Iranian APT Disrupts US Energy, Water, and Government OT Systems via PLC Manipulation
What Happened — Iranian‑affiliated APT groups accessed internet‑exposed PLCs and HMI/SCADA interfaces in U.S. energy, water, and government networks, extracting project files and altering control‑logic data. The manipulations caused operational disruptions and financial loss across multiple critical‑infrastructure sectors.
Why It Matters for TPRM —
- Third‑party OT vendors (e.g., Rockwell Automation, Allen‑Bradley) are being leveraged as attack vectors.
- Remote access to control systems can cascade to downstream suppliers and customers, amplifying risk.
- Persistent state‑actor activity signals elevated geopolitical threat to supply‑chain continuity.
Who Is Affected — Energy utilities, water treatment facilities, federal and state government agencies, and any organization relying on PLCs from Rockwell Automation/Allen‑Bradley.

- **AVAILABLE DATA**
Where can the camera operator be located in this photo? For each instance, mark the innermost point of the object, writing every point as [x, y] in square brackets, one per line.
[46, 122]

- **REQUIRED WORK**
1 - Summarize the text on Iranian attacks against U.S. control systems in two sentences.
2 - Continue the text on Iranian attacks against U.S. control systems from where it stops.

- **ANSWERS TO THE EXERCISES**
1 - Iranian-affiliated APT groups accessed internet-exposed PLCs and HMI/SCADA interfaces in U.S. energy, water, and government networks, extracting project files and altering control-logic data, which caused operational disruptions and financial loss. The activity affects energy utilities, water treatment facilities, government agencies, and any organization relying on Rockwell Automation/Allen-Bradley PLCs, and it shows how third-party OT vendors and remote access can spread risk along the supply chain.

2 -
Recommended Actions —
- Disconnect PLCs from public‑facing internet and restrict remote connectivity.
- Enable programming protections (physical run mode or software key switching).
- Back up PLC logic and configurations regularly and test recovery procedures.
- Monitor logs for unauthorized IP addresses and validate before blocking.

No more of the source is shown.